▸ EXERCISE REQUIREMENTS:
Write out every line of the listing below as a numbered list, leaving out blank lines.

▸ ENTRIES PROVIDED:
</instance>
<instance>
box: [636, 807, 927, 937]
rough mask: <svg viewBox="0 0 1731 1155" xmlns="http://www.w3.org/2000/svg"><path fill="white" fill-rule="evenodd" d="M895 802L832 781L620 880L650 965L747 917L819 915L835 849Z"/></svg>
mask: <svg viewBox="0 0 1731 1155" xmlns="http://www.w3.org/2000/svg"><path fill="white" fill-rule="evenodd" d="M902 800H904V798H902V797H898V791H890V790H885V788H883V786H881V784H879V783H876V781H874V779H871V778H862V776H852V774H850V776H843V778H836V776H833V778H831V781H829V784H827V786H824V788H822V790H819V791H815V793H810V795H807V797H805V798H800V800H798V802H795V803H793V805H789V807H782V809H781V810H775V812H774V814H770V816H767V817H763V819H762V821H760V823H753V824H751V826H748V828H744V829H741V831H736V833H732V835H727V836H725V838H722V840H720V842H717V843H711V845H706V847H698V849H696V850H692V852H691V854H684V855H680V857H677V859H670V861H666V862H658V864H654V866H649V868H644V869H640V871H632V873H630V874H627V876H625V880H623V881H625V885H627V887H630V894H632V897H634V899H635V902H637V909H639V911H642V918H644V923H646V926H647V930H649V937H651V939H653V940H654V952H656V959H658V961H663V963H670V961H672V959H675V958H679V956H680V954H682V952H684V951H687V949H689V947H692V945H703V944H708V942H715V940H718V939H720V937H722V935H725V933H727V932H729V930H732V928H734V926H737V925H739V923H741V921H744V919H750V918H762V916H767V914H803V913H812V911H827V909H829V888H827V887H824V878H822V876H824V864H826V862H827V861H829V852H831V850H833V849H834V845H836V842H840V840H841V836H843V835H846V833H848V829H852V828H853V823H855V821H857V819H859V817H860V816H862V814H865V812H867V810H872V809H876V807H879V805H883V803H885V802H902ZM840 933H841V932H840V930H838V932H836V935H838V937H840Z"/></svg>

▸ RESPONSE BELOW:
1. </instance>
2. <instance>
3. box: [636, 807, 927, 937]
4. rough mask: <svg viewBox="0 0 1731 1155" xmlns="http://www.w3.org/2000/svg"><path fill="white" fill-rule="evenodd" d="M895 802L832 781L620 880L650 965L747 917L819 915L835 849Z"/></svg>
5. mask: <svg viewBox="0 0 1731 1155" xmlns="http://www.w3.org/2000/svg"><path fill="white" fill-rule="evenodd" d="M902 800H904V798H902V797H898V791H890V790H885V788H883V786H881V784H879V783H876V781H874V779H871V778H862V776H852V774H850V776H843V778H836V776H833V778H831V781H829V784H827V786H824V788H822V790H819V791H815V793H810V795H807V797H805V798H800V800H798V802H795V803H793V805H789V807H782V809H781V810H775V812H774V814H770V816H767V817H763V819H762V821H760V823H753V824H751V826H748V828H744V829H741V831H736V833H732V835H727V836H725V838H722V840H720V842H717V843H711V845H706V847H698V849H696V850H692V852H691V854H684V855H680V857H677V859H670V861H666V862H658V864H654V866H649V868H644V869H640V871H632V873H630V874H627V876H625V880H623V881H625V885H627V887H630V894H632V897H634V899H635V902H637V909H639V911H642V918H644V923H646V926H647V930H649V937H651V939H653V940H654V952H656V959H658V961H663V963H670V961H672V959H675V958H679V956H680V954H682V952H684V951H687V949H689V947H692V945H703V944H708V942H715V940H718V939H720V937H722V935H725V933H727V932H729V930H732V928H734V926H737V925H739V923H741V921H744V919H750V918H762V916H767V914H803V913H812V911H827V909H829V888H827V887H824V878H822V876H824V864H826V862H827V861H829V852H831V850H833V849H834V845H836V842H840V840H841V836H843V835H846V833H848V829H852V828H853V823H855V821H857V819H859V817H860V816H862V814H865V812H867V810H872V809H876V807H879V805H883V803H885V802H902ZM840 933H841V932H840V930H838V932H836V935H838V937H840Z"/></svg>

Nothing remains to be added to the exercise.